(Extracted data entries)
========================================================================

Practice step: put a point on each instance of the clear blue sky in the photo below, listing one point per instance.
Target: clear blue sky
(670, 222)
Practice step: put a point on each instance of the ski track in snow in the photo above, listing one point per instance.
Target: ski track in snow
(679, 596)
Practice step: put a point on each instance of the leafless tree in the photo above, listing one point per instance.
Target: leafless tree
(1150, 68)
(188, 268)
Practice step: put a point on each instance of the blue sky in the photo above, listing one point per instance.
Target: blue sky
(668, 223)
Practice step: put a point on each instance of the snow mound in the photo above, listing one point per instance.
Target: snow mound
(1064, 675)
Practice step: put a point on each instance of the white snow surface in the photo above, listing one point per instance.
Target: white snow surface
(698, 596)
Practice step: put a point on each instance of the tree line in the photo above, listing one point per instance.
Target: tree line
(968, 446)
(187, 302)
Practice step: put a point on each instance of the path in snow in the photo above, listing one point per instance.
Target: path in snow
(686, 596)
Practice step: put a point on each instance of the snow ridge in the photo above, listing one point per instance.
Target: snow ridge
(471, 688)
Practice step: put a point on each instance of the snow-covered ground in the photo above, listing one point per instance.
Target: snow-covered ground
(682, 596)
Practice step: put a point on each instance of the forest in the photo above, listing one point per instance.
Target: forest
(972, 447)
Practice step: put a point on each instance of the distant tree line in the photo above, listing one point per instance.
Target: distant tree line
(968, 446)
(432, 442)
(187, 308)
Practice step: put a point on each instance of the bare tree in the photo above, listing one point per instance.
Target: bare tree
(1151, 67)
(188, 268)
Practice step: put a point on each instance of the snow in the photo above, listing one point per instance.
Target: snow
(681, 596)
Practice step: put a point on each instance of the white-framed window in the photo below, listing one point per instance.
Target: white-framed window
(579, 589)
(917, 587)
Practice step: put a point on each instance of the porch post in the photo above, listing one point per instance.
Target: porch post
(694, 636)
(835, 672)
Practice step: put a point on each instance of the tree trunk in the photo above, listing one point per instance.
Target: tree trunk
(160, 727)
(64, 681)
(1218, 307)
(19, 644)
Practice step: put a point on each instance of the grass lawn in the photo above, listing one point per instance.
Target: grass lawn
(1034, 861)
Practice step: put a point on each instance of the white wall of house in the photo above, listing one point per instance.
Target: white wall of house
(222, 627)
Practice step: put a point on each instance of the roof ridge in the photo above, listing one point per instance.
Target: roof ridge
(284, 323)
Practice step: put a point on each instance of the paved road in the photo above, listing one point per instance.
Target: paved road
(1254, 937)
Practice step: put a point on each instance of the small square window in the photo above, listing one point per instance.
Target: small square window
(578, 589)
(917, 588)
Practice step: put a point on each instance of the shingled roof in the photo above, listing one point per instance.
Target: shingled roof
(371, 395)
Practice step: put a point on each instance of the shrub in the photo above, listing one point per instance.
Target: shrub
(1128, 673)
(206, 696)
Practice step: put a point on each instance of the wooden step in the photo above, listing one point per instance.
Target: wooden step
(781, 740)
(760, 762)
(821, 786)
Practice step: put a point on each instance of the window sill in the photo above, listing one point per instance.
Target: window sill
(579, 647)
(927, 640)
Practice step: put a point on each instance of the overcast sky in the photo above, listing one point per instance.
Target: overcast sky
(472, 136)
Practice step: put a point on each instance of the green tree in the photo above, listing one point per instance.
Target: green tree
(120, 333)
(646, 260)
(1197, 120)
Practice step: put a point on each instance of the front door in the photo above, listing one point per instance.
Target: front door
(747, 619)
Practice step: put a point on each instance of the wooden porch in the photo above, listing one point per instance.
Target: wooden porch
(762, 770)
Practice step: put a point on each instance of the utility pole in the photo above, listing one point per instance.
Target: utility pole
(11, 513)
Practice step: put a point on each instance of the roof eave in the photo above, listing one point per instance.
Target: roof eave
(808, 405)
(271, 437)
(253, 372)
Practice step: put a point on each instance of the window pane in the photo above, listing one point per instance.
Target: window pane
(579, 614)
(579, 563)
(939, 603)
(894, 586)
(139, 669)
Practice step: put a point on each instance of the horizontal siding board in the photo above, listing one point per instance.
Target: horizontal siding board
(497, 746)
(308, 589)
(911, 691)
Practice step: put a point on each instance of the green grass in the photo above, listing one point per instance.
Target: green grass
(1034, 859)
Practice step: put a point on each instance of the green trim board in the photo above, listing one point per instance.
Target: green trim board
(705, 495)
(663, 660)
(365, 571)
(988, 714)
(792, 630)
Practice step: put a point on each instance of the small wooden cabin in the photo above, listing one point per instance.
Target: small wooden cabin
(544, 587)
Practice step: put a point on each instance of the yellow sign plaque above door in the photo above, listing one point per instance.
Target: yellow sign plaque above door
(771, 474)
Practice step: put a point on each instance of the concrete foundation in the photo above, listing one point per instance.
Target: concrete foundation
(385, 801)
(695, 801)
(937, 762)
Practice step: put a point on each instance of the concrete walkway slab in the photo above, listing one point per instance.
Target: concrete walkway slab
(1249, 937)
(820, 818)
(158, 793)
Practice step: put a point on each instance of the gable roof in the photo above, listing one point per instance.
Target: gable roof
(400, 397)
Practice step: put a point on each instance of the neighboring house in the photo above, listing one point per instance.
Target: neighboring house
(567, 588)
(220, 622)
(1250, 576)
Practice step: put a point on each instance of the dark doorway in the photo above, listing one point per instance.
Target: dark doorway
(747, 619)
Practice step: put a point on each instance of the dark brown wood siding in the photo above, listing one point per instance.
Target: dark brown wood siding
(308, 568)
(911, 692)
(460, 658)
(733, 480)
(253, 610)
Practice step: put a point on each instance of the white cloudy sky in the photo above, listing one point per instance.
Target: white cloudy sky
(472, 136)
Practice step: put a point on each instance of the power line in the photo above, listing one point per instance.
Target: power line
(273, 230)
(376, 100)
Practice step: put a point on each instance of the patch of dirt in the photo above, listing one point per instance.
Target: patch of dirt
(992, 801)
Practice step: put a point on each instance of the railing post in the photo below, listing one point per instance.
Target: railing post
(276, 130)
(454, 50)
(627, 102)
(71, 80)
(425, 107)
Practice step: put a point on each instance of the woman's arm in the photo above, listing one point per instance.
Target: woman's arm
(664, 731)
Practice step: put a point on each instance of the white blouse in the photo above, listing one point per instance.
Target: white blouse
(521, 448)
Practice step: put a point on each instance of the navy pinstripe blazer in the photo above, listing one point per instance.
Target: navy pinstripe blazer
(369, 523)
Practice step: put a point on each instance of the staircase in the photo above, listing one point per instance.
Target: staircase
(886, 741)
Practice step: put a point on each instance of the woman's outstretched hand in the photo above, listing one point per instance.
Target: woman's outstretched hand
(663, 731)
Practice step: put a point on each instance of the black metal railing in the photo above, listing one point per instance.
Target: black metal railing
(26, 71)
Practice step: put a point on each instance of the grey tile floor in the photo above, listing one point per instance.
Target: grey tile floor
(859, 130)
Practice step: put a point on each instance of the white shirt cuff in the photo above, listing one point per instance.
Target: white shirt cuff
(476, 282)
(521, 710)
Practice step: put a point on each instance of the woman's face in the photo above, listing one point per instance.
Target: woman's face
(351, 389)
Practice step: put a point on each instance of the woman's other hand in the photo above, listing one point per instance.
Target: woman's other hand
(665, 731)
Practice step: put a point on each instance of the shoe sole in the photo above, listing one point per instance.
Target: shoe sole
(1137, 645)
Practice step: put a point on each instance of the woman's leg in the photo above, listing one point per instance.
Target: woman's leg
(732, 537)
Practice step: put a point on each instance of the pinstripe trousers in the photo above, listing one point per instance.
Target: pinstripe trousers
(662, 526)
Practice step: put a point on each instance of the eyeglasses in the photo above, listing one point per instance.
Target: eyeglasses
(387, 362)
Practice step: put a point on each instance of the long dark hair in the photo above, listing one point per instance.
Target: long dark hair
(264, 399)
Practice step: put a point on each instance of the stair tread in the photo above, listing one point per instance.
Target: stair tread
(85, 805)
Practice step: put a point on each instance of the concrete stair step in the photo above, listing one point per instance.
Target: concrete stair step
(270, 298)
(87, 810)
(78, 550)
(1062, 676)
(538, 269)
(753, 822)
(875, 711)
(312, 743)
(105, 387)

========================================================================

Exactly reproduce the lines that run from the line with "Practice step: put a point on each instance of the eyeglasses" through the last line of the records, inclusive.

Practice step: put a point on each instance of the eyeglasses in the photo above, listing one point per instance.
Target: eyeglasses
(387, 362)
Practice step: put a point on each instance of the long dark hair in the photo above, listing one point per instance.
Target: long dark hair
(264, 399)
Practice step: put a point on each instance of the stair tread in the photo above, listing one point per instance.
Target: stair tread
(85, 805)
Practice step: put a point on each instance of the concrete stair step in the photo above, listing one point per instance.
Target: concrete stair step
(270, 298)
(87, 810)
(78, 550)
(1062, 676)
(538, 269)
(753, 822)
(875, 711)
(312, 743)
(105, 387)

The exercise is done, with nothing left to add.